• **DATA SHOWN**
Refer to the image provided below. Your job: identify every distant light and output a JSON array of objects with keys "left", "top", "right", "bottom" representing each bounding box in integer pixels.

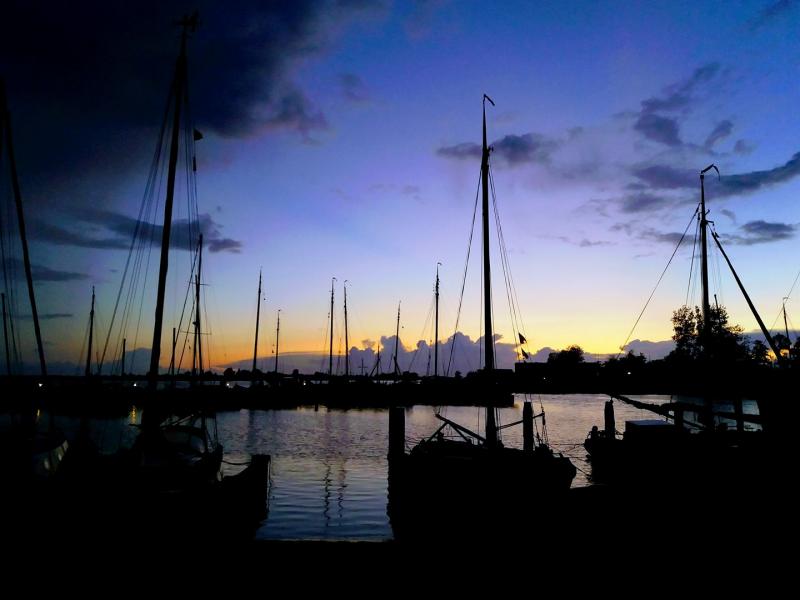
[
  {"left": 133, "top": 382, "right": 137, "bottom": 387},
  {"left": 627, "top": 371, "right": 632, "bottom": 375},
  {"left": 38, "top": 383, "right": 43, "bottom": 388}
]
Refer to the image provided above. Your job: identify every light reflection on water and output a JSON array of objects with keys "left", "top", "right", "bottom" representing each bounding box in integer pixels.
[
  {"left": 213, "top": 394, "right": 760, "bottom": 540},
  {"left": 40, "top": 394, "right": 759, "bottom": 541}
]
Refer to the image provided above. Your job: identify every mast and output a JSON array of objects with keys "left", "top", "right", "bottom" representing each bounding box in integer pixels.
[
  {"left": 329, "top": 277, "right": 336, "bottom": 376},
  {"left": 2, "top": 292, "right": 10, "bottom": 376},
  {"left": 434, "top": 263, "right": 440, "bottom": 377},
  {"left": 1, "top": 80, "right": 46, "bottom": 378},
  {"left": 85, "top": 286, "right": 95, "bottom": 378},
  {"left": 148, "top": 13, "right": 197, "bottom": 388},
  {"left": 193, "top": 234, "right": 203, "bottom": 379},
  {"left": 274, "top": 309, "right": 281, "bottom": 374},
  {"left": 121, "top": 337, "right": 126, "bottom": 377},
  {"left": 394, "top": 301, "right": 401, "bottom": 376},
  {"left": 699, "top": 164, "right": 718, "bottom": 356},
  {"left": 252, "top": 268, "right": 262, "bottom": 377},
  {"left": 482, "top": 94, "right": 497, "bottom": 447},
  {"left": 344, "top": 281, "right": 349, "bottom": 378}
]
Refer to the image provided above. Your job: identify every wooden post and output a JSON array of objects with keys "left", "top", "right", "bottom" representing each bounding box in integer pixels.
[{"left": 522, "top": 401, "right": 534, "bottom": 452}]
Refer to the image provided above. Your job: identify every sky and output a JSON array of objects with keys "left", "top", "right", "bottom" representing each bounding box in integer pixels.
[{"left": 2, "top": 0, "right": 800, "bottom": 374}]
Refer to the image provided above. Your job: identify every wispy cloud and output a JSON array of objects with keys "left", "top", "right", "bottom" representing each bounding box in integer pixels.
[
  {"left": 749, "top": 0, "right": 797, "bottom": 31},
  {"left": 722, "top": 220, "right": 797, "bottom": 245},
  {"left": 338, "top": 72, "right": 370, "bottom": 103},
  {"left": 704, "top": 120, "right": 733, "bottom": 150},
  {"left": 634, "top": 113, "right": 682, "bottom": 146},
  {"left": 437, "top": 133, "right": 559, "bottom": 166},
  {"left": 7, "top": 258, "right": 89, "bottom": 282},
  {"left": 31, "top": 210, "right": 243, "bottom": 254}
]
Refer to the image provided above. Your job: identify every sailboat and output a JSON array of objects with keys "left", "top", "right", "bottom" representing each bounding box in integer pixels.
[
  {"left": 53, "top": 13, "right": 270, "bottom": 540},
  {"left": 387, "top": 96, "right": 576, "bottom": 540},
  {"left": 583, "top": 164, "right": 778, "bottom": 493}
]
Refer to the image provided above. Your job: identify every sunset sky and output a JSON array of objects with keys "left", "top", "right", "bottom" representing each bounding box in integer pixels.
[{"left": 2, "top": 1, "right": 800, "bottom": 374}]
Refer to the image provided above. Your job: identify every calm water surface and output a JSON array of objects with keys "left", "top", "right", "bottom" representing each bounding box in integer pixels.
[
  {"left": 27, "top": 394, "right": 757, "bottom": 541},
  {"left": 211, "top": 394, "right": 759, "bottom": 541}
]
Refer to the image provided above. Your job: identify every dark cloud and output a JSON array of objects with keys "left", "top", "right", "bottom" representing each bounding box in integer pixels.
[
  {"left": 640, "top": 63, "right": 720, "bottom": 115},
  {"left": 31, "top": 210, "right": 243, "bottom": 254},
  {"left": 0, "top": 1, "right": 380, "bottom": 191},
  {"left": 619, "top": 192, "right": 668, "bottom": 213},
  {"left": 704, "top": 120, "right": 733, "bottom": 149},
  {"left": 718, "top": 152, "right": 800, "bottom": 196},
  {"left": 630, "top": 165, "right": 695, "bottom": 190},
  {"left": 261, "top": 88, "right": 329, "bottom": 139},
  {"left": 633, "top": 113, "right": 682, "bottom": 146},
  {"left": 639, "top": 228, "right": 686, "bottom": 245},
  {"left": 720, "top": 209, "right": 737, "bottom": 224},
  {"left": 749, "top": 0, "right": 797, "bottom": 31},
  {"left": 437, "top": 133, "right": 559, "bottom": 165},
  {"left": 338, "top": 73, "right": 370, "bottom": 102},
  {"left": 629, "top": 63, "right": 720, "bottom": 147},
  {"left": 723, "top": 220, "right": 797, "bottom": 245},
  {"left": 7, "top": 258, "right": 89, "bottom": 282},
  {"left": 630, "top": 153, "right": 800, "bottom": 199},
  {"left": 734, "top": 139, "right": 755, "bottom": 155}
]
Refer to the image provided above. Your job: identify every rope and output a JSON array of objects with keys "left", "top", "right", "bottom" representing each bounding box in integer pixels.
[
  {"left": 446, "top": 168, "right": 482, "bottom": 376},
  {"left": 685, "top": 215, "right": 699, "bottom": 306},
  {"left": 617, "top": 207, "right": 698, "bottom": 357}
]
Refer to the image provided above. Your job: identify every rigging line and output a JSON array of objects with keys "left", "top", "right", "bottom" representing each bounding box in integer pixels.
[
  {"left": 320, "top": 311, "right": 330, "bottom": 373},
  {"left": 489, "top": 167, "right": 522, "bottom": 358},
  {"left": 99, "top": 76, "right": 172, "bottom": 369},
  {"left": 446, "top": 167, "right": 482, "bottom": 377},
  {"left": 408, "top": 294, "right": 435, "bottom": 372},
  {"left": 617, "top": 207, "right": 698, "bottom": 358},
  {"left": 685, "top": 213, "right": 700, "bottom": 307},
  {"left": 176, "top": 247, "right": 201, "bottom": 373},
  {"left": 489, "top": 166, "right": 528, "bottom": 349}
]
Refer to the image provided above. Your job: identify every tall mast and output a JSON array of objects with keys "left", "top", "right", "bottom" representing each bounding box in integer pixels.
[
  {"left": 2, "top": 292, "right": 10, "bottom": 376},
  {"left": 699, "top": 164, "right": 718, "bottom": 357},
  {"left": 1, "top": 80, "right": 46, "bottom": 378},
  {"left": 482, "top": 94, "right": 497, "bottom": 447},
  {"left": 85, "top": 286, "right": 95, "bottom": 377},
  {"left": 194, "top": 234, "right": 203, "bottom": 379},
  {"left": 148, "top": 13, "right": 197, "bottom": 388},
  {"left": 434, "top": 263, "right": 440, "bottom": 377},
  {"left": 121, "top": 337, "right": 126, "bottom": 377},
  {"left": 252, "top": 268, "right": 262, "bottom": 376},
  {"left": 329, "top": 277, "right": 336, "bottom": 376},
  {"left": 274, "top": 309, "right": 281, "bottom": 374},
  {"left": 344, "top": 281, "right": 349, "bottom": 378},
  {"left": 394, "top": 301, "right": 401, "bottom": 376}
]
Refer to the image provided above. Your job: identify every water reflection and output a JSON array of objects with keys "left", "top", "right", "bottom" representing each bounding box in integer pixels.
[{"left": 29, "top": 394, "right": 759, "bottom": 541}]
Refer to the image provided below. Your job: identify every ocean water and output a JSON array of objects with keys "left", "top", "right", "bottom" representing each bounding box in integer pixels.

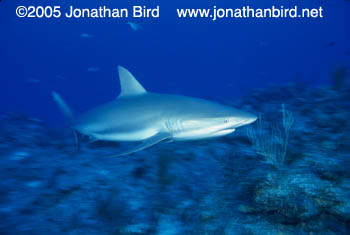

• **YOUR GOAL**
Leaving the images out, retype all the material above exactly.

• **WRITTEN SOLUTION**
Refer to the image provided below. Your job: identify every distant light and output a JSON array of objects with keys "left", "top", "right", "bottom" representing each bounding box in integer pixels.

[
  {"left": 133, "top": 382, "right": 137, "bottom": 387},
  {"left": 627, "top": 371, "right": 632, "bottom": 375},
  {"left": 38, "top": 383, "right": 43, "bottom": 388}
]
Refer to the image provided above. Your job: identify every light reflection on water and output a JSON array of objects with keys "left", "top", "right", "bottom" representing each bounding box in integer pixels.
[
  {"left": 213, "top": 394, "right": 760, "bottom": 540},
  {"left": 40, "top": 394, "right": 759, "bottom": 541}
]
Refer to the image provided above. Your job: identify every mast and output a JSON array of objects with keys "left", "top", "right", "bottom" representing each bounding box in integer pixels.
[
  {"left": 329, "top": 277, "right": 336, "bottom": 376},
  {"left": 2, "top": 292, "right": 10, "bottom": 376},
  {"left": 434, "top": 263, "right": 440, "bottom": 377},
  {"left": 1, "top": 80, "right": 46, "bottom": 378},
  {"left": 85, "top": 286, "right": 95, "bottom": 378},
  {"left": 148, "top": 13, "right": 197, "bottom": 388},
  {"left": 193, "top": 234, "right": 203, "bottom": 379},
  {"left": 274, "top": 309, "right": 281, "bottom": 374},
  {"left": 121, "top": 337, "right": 126, "bottom": 377},
  {"left": 394, "top": 301, "right": 401, "bottom": 376},
  {"left": 699, "top": 164, "right": 718, "bottom": 356},
  {"left": 252, "top": 268, "right": 262, "bottom": 377},
  {"left": 482, "top": 94, "right": 497, "bottom": 447},
  {"left": 344, "top": 281, "right": 349, "bottom": 378}
]
Refer to the image provided above. Your job: identify every wooden post and output a JSON array of objects with keys "left", "top", "right", "bottom" representing each bounding box in integer pixels.
[{"left": 522, "top": 401, "right": 534, "bottom": 452}]
Refer to the image provided above. Your job: identify every sky and output a JSON array of objects with keys "left", "top", "right", "bottom" representing each bounding box in integer pixels.
[{"left": 2, "top": 0, "right": 800, "bottom": 374}]
Refer to the image provided above. Your job: identify every wispy cloud and output a JSON array of objects with keys "left", "top", "right", "bottom" representing each bounding box in integer pixels.
[
  {"left": 749, "top": 0, "right": 797, "bottom": 31},
  {"left": 722, "top": 220, "right": 797, "bottom": 245},
  {"left": 338, "top": 72, "right": 370, "bottom": 103},
  {"left": 704, "top": 120, "right": 733, "bottom": 150},
  {"left": 634, "top": 113, "right": 682, "bottom": 146},
  {"left": 437, "top": 133, "right": 559, "bottom": 166},
  {"left": 7, "top": 258, "right": 89, "bottom": 282},
  {"left": 31, "top": 210, "right": 243, "bottom": 254}
]
Refer to the image provided above. Your job: identify every sailboat and output a JSON array of objects with keys "left", "top", "right", "bottom" representing each bounding box in integer pixels.
[
  {"left": 53, "top": 13, "right": 270, "bottom": 540},
  {"left": 387, "top": 96, "right": 576, "bottom": 540},
  {"left": 583, "top": 164, "right": 778, "bottom": 493}
]
Refer to the image provided above. Your job: identify every sunset sky and output a JSON array of objects with keys "left", "top", "right", "bottom" representing each bounding box in integer pixels.
[{"left": 2, "top": 1, "right": 800, "bottom": 374}]
Refer to the image provided above. Your job: identify every calm water surface and output a JSON array of objects with keys "left", "top", "right", "bottom" representing each bounding box in integer pixels.
[
  {"left": 27, "top": 394, "right": 757, "bottom": 541},
  {"left": 211, "top": 394, "right": 759, "bottom": 541}
]
Refer to the image provided above. Your job: identify every dark cloud and output a JSON array of objects with keys "left", "top", "right", "bottom" representing each bounding box in integer pixels.
[
  {"left": 640, "top": 63, "right": 720, "bottom": 115},
  {"left": 31, "top": 210, "right": 243, "bottom": 254},
  {"left": 0, "top": 1, "right": 380, "bottom": 191},
  {"left": 619, "top": 192, "right": 668, "bottom": 213},
  {"left": 704, "top": 120, "right": 733, "bottom": 149},
  {"left": 718, "top": 152, "right": 800, "bottom": 196},
  {"left": 630, "top": 165, "right": 695, "bottom": 190},
  {"left": 261, "top": 88, "right": 329, "bottom": 139},
  {"left": 633, "top": 113, "right": 682, "bottom": 146},
  {"left": 639, "top": 228, "right": 686, "bottom": 245},
  {"left": 720, "top": 209, "right": 737, "bottom": 224},
  {"left": 749, "top": 0, "right": 797, "bottom": 31},
  {"left": 437, "top": 133, "right": 559, "bottom": 165},
  {"left": 338, "top": 73, "right": 370, "bottom": 102},
  {"left": 629, "top": 63, "right": 720, "bottom": 147},
  {"left": 723, "top": 220, "right": 797, "bottom": 245},
  {"left": 7, "top": 258, "right": 89, "bottom": 282},
  {"left": 630, "top": 153, "right": 800, "bottom": 199},
  {"left": 734, "top": 139, "right": 755, "bottom": 155}
]
Refer to the image provided above. Your job: identify every rope and output a JSON array of objects with keys "left", "top", "right", "bottom" representing each bounding box in integer pixels.
[
  {"left": 446, "top": 168, "right": 482, "bottom": 376},
  {"left": 685, "top": 215, "right": 699, "bottom": 306},
  {"left": 617, "top": 207, "right": 698, "bottom": 357}
]
Refer to the image provided above. Your job: identify every rigging line and output a JSON array of objects with keys "left", "top", "right", "bottom" representing each bounding box in integer pixels.
[
  {"left": 320, "top": 311, "right": 330, "bottom": 373},
  {"left": 489, "top": 167, "right": 522, "bottom": 358},
  {"left": 99, "top": 76, "right": 172, "bottom": 369},
  {"left": 446, "top": 167, "right": 482, "bottom": 377},
  {"left": 408, "top": 294, "right": 435, "bottom": 372},
  {"left": 617, "top": 207, "right": 698, "bottom": 358},
  {"left": 685, "top": 213, "right": 700, "bottom": 307},
  {"left": 176, "top": 247, "right": 201, "bottom": 373},
  {"left": 489, "top": 166, "right": 528, "bottom": 349}
]
Refer to the image provided above. Your job: identify every tall mast and output a JSON array of objects with keys "left", "top", "right", "bottom" representing each bounding box in integer pixels.
[
  {"left": 2, "top": 292, "right": 10, "bottom": 376},
  {"left": 699, "top": 164, "right": 718, "bottom": 357},
  {"left": 1, "top": 80, "right": 46, "bottom": 378},
  {"left": 482, "top": 94, "right": 497, "bottom": 447},
  {"left": 85, "top": 286, "right": 95, "bottom": 377},
  {"left": 194, "top": 234, "right": 203, "bottom": 379},
  {"left": 148, "top": 13, "right": 197, "bottom": 388},
  {"left": 434, "top": 263, "right": 440, "bottom": 377},
  {"left": 121, "top": 337, "right": 126, "bottom": 377},
  {"left": 252, "top": 268, "right": 262, "bottom": 376},
  {"left": 329, "top": 277, "right": 336, "bottom": 376},
  {"left": 274, "top": 309, "right": 281, "bottom": 374},
  {"left": 344, "top": 281, "right": 349, "bottom": 378},
  {"left": 394, "top": 301, "right": 401, "bottom": 376}
]
Refer to the image provided above. Your job: identify every water reflection and output a JSON array of objects with keys "left", "top", "right", "bottom" representing each bounding box in integer pixels.
[{"left": 29, "top": 394, "right": 759, "bottom": 541}]
Refer to the image provided below. Your job: identify every ocean water and output a JSON array of objects with keys "left", "top", "right", "bottom" representing each bounding box in integer pixels.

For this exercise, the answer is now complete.